* [Extracted text]:
# # # #

Unable to load a newly trained tokenizer from local files

I wanted to add some tokens to a GPTNeoXTokenizerFast tokenizer, but since there is no train function I had to use the train_new_from_iterator method from the inheretedPreTrainedTokenizerFast class.

I saved the new vocab and merges and added them to the original vocab and merges, and saved the results in a new tokenizer.json file. However when I try to load the ‘new’ tokenizer I get the following error:
The GPTNeoXSdpaAttention class is deprecated in favor of simply modifying the config._attn_implementationattribute of the GPTNeoXAttention class! It will be removed in v4.48
Traceback (most recent call last):
File “C:\Users\echagnon\PycharmProjects\mass_spec\forge_chem_test.py”, line 4, in
tokenizer = GPTNeoXTokenizerFast.from_pretrained(“combined_tokenizer/”, local_files_only=True)
File “C:\Users\echagnon\anaconda3\envs\mass_spec\lib\site-packages\transformers\tokenization_utils_base.py”, line 2036, in from_pretrained
return cls._from_pretrained(
File “C:\Users\echagnon\anaconda3\envs\mass_spec\lib\site-packages\transformers\tokenization_utils_base.py”, line 2276, in _from_pretrained
tokenizer = cls(*init_inputs, **init_kwargs)
File “C:\Users\echagnon\anaconda3\envs\mass_spec\lib\site-packages\transformers\models\gpt_neox\tokenization_gpt_neox_fast.py”, line 106, in init
super().init(
File “C:\Users\echagnon\anaconda3\envs\mass_spec\lib\site-packages\transformers\tokenization_utils_fast.py”, line 117, in init
fast_tokenizer = TokenizerFast.from_file(fast_tokenizer_file)

# # # #

* [Provided material]:

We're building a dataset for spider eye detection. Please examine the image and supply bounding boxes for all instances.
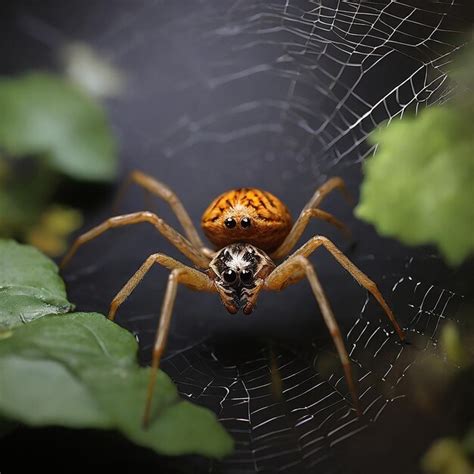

# # # #

* [Work request]: Reproduce, word for word, the complete forum post about loading a newly trained tokenizer from local files.

* [Reply]:
Unable to load a newly trained tokenizer from local files

I wanted to add some tokens to a GPTNeoXTokenizerFast tokenizer, but since there is no train function I had to use the train_new_from_iterator method from the inheretedPreTrainedTokenizerFast class.

I saved the new vocab and merges and added them to the original vocab and merges, and saved the results in a new tokenizer.json file. However when I try to load the ‘new’ tokenizer I get the following error:
The GPTNeoXSdpaAttention class is deprecated in favor of simply modifying the config._attn_implementationattribute of the GPTNeoXAttention class! It will be removed in v4.48
Traceback (most recent call last):
File “C:\Users\echagnon\PycharmProjects\mass_spec\forge_chem_test.py”, line 4, in
tokenizer = GPTNeoXTokenizerFast.from_pretrained(“combined_tokenizer/”, local_files_only=True)
File “C:\Users\echagnon\anaconda3\envs\mass_spec\lib\site-packages\transformers\tokenization_utils_base.py”, line 2036, in from_pretrained
return cls._from_pretrained(
File “C:\Users\echagnon\anaconda3\envs\mass_spec\lib\site-packages\transformers\tokenization_utils_base.py”, line 2276, in _from_pretrained
tokenizer = cls(*init_inputs, **init_kwargs)
File “C:\Users\echagnon\anaconda3\envs\mass_spec\lib\site-packages\transformers\models\gpt_neox\tokenization_gpt_neox_fast.py”, line 106, in init
super().init(
File “C:\Users\echagnon\anaconda3\envs\mass_spec\lib\site-packages\transformers\tokenization_utils_fast.py”, line 117, in init
fast_tokenizer = TokenizerFast.from_file(fast_tokenizer_file)